As for further suggestions: why not make the parser "programmable", that is add a feature that allows dates to be passed in in ways the user prefers, rather than try to do all of this yourself (something akin to Java's DateFormat class).
That way you put the burden of understanding all formats yourself on the shoulders of the users. This also solves ambiguities like:
1-2-2002
which in most European countries would be interpreted as 1 february 2002, but in others and in the United States, as january 2 2002.
I have no clear idea on how to do that in a simple way (or perhaps, yes, I do: use the format codes that clock already provides and reuse them in a parser/scanner).
ambiguities like: 1-2-2002
I've got a feeling, that the simplest way could be to assume the time units order from the date separators used. Have a look at http://www.postgresql.org/docs/7.3/interactive/datatype-datetime.html (Table 5-10. Date Input). In short:
Consider the date 01 February 2003. Such date can be written as:
...and without "year"-abbreviation:
Pay attention, that in fact the year can be abbreviated as in earlier examples (like: "1-II-03" and "030201"), and there's still no ambiguities "what's what".

(Request): Transcribe the part of the date-parsing discussion that begins with "As for further" and continues through "Java's DateFormat class).". Rely only on the date-parsing discussion above.

(Data segment):

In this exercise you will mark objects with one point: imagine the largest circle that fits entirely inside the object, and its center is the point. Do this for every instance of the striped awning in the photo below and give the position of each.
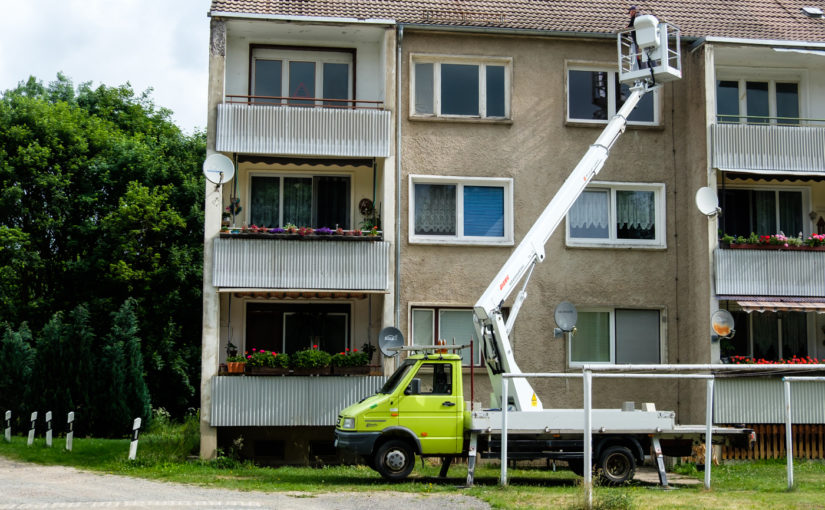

(Answer for this exercise):
As for further suggestions: why not make the parser "programmable", that is add a feature that allows dates to be passed in in ways the user prefers, rather than try to do all of this yourself (something akin to Java's DateFormat class).